YOUR GOAL:
Take the material below and retype it in full; pictures are left out.

DATA:

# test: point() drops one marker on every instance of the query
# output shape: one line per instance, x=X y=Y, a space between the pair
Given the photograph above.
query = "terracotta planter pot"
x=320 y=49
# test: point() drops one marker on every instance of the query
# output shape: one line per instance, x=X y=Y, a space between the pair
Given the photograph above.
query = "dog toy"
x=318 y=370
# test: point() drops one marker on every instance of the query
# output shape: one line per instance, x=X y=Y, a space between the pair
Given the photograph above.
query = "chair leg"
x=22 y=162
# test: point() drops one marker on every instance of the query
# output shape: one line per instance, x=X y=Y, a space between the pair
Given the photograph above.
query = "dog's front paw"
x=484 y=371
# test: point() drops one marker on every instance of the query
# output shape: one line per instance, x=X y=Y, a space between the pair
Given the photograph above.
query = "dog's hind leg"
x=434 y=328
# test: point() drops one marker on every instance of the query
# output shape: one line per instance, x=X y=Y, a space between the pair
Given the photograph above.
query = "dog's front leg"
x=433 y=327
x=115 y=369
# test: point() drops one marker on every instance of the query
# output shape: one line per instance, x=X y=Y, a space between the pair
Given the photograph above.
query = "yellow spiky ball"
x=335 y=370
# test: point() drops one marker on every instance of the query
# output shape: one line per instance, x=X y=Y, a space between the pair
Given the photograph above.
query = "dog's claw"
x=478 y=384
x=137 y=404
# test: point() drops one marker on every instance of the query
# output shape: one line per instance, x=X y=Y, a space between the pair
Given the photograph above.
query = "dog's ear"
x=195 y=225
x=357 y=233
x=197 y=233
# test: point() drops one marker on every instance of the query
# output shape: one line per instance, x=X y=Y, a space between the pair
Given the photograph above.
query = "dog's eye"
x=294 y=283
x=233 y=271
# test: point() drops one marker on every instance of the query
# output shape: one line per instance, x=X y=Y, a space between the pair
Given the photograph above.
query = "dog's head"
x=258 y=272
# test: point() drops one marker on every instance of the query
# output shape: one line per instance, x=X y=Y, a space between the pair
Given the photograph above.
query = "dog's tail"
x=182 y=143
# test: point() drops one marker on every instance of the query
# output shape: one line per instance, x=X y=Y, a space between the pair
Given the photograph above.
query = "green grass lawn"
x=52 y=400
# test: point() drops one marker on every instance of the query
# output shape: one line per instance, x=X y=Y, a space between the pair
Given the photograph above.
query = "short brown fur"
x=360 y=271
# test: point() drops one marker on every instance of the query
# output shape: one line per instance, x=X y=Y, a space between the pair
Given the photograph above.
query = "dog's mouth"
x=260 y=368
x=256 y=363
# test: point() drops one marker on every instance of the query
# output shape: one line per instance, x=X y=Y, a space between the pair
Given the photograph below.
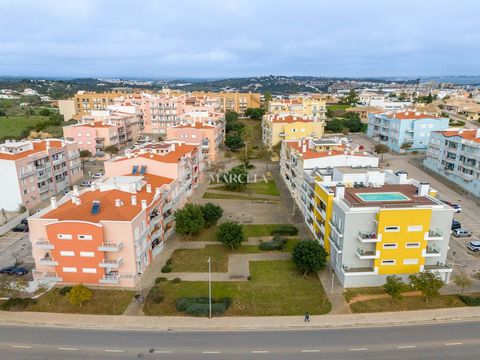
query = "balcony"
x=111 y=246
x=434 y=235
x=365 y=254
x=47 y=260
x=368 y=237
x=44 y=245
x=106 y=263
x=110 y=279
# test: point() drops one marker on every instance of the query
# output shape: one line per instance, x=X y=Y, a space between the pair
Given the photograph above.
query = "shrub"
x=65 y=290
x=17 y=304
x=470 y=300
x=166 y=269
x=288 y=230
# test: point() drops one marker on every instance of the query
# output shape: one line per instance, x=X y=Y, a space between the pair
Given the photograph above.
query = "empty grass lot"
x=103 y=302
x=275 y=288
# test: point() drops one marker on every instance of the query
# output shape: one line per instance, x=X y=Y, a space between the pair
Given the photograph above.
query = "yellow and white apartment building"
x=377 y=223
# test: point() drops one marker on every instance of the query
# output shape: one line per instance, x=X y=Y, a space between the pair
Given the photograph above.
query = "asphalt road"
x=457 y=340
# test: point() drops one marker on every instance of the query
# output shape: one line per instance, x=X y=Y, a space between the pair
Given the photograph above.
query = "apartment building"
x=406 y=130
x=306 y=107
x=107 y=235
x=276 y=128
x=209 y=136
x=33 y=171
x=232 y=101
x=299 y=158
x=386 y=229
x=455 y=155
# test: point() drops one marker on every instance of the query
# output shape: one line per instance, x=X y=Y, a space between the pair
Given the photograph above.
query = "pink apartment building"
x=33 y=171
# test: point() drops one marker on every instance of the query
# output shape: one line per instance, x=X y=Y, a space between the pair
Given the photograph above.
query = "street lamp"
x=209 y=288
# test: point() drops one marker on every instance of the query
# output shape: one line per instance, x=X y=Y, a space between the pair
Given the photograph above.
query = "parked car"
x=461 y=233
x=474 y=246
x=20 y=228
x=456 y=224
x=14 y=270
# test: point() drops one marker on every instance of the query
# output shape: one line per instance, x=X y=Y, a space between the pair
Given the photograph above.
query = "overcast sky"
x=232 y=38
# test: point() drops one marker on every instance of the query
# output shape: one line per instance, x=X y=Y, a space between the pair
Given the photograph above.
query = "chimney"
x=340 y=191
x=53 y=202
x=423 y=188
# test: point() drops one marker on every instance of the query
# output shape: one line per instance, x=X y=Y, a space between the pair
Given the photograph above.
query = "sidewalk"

RESPONSE TO THE TASK:
# test: point() drops one marker on every instance of the query
# output shape: one line per instance, x=X y=Y, a space between the pair
Given the photograph above.
query = "terracotta planter pot"
x=320 y=49
# test: point() drops one marker on every instance of the query
# output shape: one line per instance, x=X y=Y, a space between the pair
Given the photograph above.
query = "dog toy"
x=318 y=370
# test: point() drops one marker on every instance of the query
# output shape: one line per instance, x=X y=Y, a space between the pair
Given the photograph above.
query = "chair leg"
x=22 y=162
# test: point() drops one marker on every instance of the query
# output shape: one line per instance, x=X y=Y, a space between the pair
Given the photograph above.
query = "dog's front paw"
x=484 y=371
# test: point() drops one marker on every instance of the query
# output shape: one line per instance, x=X y=Y, a space between the pair
Given the photograph above.
query = "dog's hind leg"
x=434 y=328
# test: point() drops one marker on every instance of the query
# output shape: one line per instance, x=X y=Y, a space between the pair
Given the photograph above.
query = "dog's front leg"
x=433 y=327
x=115 y=369
# test: point() drops one marker on every instance of the query
# output shape: one line per instance, x=X y=Y, a space between the pair
Given the photograph above.
query = "yellow spiky ball"
x=335 y=370
# test: point() drops one marker on every instance of the query
# output shape: one line per instance, x=X y=Y, a space between the pair
Given the photograph above.
query = "dog's claw"
x=478 y=384
x=137 y=404
# test: point() drops one marker on every instance of the query
# output shape: one line per instance, x=X y=Y, a space between the pair
Given the photograph above.
query = "dog's ear"
x=195 y=225
x=357 y=233
x=197 y=233
# test: point() drops one marker on every instance of the query
# output shape: one line per instance, x=X y=Y, a space between the pair
Given the photograph above.
query = "dog's eye"
x=294 y=283
x=233 y=271
# test: point() drops one marker on every instance of the query
# output shape: one line per instance, x=X y=Y, a space between the pair
Given the photograph above.
query = "dog's head"
x=258 y=272
# test: point() drops one marker on every instance of the query
# output shape: one line per instance, x=X y=Y, a space between the pair
Given the photograph above.
query = "dog's tail"
x=182 y=143
# test: point() drops one marker on every instance of the query
# output shape: one line per instance, x=X y=Y, a space between the pair
Given the photograph above.
query = "green grass lawn"
x=52 y=400
# test: point() drops one marker on every instance of the query
# output shape: one line per instance, x=X y=Y, a space between the pair
Given the photograph above.
query = "short brown fur"
x=360 y=271
# test: point() drops one marker on every instance of the query
# output shape: one line per instance, x=X y=Y, a space between the pair
Given the photograph above.
query = "dog's mouth"
x=260 y=368
x=256 y=363
# test: point() drops one marker on every instance of the query
# output shape: one line per instance, x=X y=Y, a space between the pair
Given the photograph below.
query = "balcony"
x=111 y=246
x=434 y=235
x=365 y=254
x=47 y=260
x=368 y=237
x=44 y=245
x=106 y=263
x=110 y=279
# test: point() drops one marker on every instance of the query
# output shape: one line per instance, x=X y=Y, a space between the pair
Given the photograph above.
query = "shrub"
x=65 y=290
x=17 y=304
x=470 y=300
x=166 y=269
x=288 y=230
# test: point() drops one marker on every instance of the query
# output shape: one line per instance, x=X y=Y, a space between the pair
Given the photograph above.
query = "empty grass lot"
x=103 y=302
x=275 y=288
# test: point() drops one marker on every instance of the query
# output shape: one line per instance, x=X y=Y, a space between the pair
Given the photograph above.
query = "yellow and white apartment building"
x=377 y=223
# test: point() drops one marker on every instance of the query
# output shape: one line per instance, x=X y=Y, a space between the pair
Given the photograph above.
query = "asphalt road"
x=457 y=340
# test: point() drops one marker on every instance of the query
# output shape: one line per instance, x=X y=Y, a space between the pair
Given the photograph above.
query = "apartment building"
x=406 y=130
x=306 y=107
x=107 y=235
x=276 y=128
x=209 y=136
x=33 y=171
x=232 y=101
x=299 y=158
x=386 y=229
x=455 y=155
# test: point() drops one marker on every instance of the query
# output shape: one line per instance, x=X y=Y, a space between the pair
Given the photograph above.
query = "pink apartment building"
x=33 y=171
# test: point() drops one marker on every instance of the query
# output shape: one line per instance, x=X y=Y, a space between the pair
Given the photograph above.
query = "street lamp"
x=209 y=288
# test: point() drops one marker on every instance of the query
# output shape: one line per instance, x=X y=Y, a space between the pair
Given the photograph above.
query = "parked car"
x=461 y=233
x=474 y=246
x=20 y=228
x=456 y=224
x=14 y=270
# test: point() drops one marker on every instance of the query
# output shape: one line per instance, x=X y=Y, a space between the pair
Given the photograph above.
query = "overcast sky"
x=232 y=38
# test: point() drops one marker on every instance of the query
# output shape: one line per instance, x=X y=Y, a space between the pair
Given the photograph above.
query = "chimney"
x=340 y=191
x=53 y=202
x=423 y=188
# test: point() drops one marker on every instance of the query
# output shape: one line per instance, x=X y=Y, a space between the pair
Given the photograph above.
query = "sidewalk"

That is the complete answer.